### Stated goal
Take the stretch from the line containing "Goal: detect all instances of row" through the line containing "(74, 74), (302, 142)" and swap "row of stone columns" for "colonnade". Return only those lines, with everything else left unchanged.

### Entries provided

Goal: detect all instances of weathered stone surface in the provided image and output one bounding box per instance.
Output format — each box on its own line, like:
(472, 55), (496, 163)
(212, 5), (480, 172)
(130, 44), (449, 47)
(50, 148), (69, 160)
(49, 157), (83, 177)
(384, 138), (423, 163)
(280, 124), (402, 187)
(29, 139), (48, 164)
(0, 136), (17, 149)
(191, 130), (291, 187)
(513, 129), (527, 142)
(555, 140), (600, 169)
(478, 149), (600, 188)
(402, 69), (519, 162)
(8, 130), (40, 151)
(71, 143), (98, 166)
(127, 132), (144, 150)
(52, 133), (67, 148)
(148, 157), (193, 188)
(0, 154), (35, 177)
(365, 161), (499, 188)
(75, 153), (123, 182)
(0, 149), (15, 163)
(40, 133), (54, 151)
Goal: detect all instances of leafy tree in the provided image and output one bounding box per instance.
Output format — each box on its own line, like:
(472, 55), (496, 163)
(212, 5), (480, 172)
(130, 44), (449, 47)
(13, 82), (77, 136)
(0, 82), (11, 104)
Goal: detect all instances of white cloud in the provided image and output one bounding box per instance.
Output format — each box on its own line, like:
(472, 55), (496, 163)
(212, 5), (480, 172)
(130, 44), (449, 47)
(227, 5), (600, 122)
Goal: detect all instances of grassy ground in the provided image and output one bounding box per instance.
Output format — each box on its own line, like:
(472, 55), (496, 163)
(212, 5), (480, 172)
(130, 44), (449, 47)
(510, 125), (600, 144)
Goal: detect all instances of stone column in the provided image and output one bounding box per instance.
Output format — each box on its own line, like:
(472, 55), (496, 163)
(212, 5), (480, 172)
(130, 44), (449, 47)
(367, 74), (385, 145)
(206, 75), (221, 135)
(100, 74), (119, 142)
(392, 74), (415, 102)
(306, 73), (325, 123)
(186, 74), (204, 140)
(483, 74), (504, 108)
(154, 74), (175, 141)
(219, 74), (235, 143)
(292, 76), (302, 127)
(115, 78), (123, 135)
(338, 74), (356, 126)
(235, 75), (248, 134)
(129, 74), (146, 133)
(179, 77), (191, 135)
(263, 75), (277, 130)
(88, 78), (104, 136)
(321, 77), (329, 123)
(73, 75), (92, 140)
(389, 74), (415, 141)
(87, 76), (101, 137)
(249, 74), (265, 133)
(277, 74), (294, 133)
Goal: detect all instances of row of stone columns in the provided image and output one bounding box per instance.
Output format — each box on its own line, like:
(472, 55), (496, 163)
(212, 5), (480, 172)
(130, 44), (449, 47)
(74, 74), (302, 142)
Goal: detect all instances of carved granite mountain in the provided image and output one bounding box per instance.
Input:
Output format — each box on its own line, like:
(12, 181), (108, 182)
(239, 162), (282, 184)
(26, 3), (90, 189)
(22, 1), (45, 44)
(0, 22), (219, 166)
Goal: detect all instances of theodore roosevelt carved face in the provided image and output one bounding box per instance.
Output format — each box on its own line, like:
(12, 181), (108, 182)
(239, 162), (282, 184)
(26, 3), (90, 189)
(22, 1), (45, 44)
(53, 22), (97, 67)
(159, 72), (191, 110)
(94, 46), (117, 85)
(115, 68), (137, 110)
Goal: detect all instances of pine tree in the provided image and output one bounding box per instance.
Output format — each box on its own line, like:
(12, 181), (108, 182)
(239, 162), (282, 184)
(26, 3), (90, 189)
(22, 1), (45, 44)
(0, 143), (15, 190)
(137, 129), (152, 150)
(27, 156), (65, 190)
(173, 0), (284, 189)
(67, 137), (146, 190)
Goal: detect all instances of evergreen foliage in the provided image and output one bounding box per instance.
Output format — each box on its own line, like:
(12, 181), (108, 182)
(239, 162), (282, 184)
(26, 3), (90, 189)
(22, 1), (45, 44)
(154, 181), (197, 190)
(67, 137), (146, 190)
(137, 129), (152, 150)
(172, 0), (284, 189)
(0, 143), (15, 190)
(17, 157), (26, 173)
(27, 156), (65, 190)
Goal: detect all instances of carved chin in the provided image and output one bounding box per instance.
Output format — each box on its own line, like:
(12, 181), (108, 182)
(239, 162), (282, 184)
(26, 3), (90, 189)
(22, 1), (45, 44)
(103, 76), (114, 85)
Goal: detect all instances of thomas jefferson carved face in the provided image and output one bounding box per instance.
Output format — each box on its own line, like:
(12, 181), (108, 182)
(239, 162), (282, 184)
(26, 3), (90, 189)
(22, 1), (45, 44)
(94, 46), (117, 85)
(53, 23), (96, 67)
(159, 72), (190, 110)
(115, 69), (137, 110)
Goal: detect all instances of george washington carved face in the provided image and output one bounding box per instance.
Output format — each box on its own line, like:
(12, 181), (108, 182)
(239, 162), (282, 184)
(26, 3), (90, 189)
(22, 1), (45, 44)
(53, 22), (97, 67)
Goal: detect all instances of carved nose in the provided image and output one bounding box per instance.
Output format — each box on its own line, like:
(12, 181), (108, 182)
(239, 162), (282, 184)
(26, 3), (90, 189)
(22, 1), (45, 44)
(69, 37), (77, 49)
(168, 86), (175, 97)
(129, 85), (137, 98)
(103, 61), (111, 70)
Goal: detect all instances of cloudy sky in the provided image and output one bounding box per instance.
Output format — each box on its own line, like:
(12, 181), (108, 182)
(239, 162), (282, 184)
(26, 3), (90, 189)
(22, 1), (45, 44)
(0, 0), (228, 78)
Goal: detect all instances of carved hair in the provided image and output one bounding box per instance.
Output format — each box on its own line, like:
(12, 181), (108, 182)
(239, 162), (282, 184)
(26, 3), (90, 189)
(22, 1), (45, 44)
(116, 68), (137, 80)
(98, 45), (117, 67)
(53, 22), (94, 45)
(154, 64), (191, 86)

### Written response
Goal: detect all instances of colonnade in the provided image and output one bounding box per instance.
Output format — each box on its own line, like:
(472, 55), (496, 163)
(212, 5), (480, 172)
(130, 44), (449, 47)
(74, 74), (302, 142)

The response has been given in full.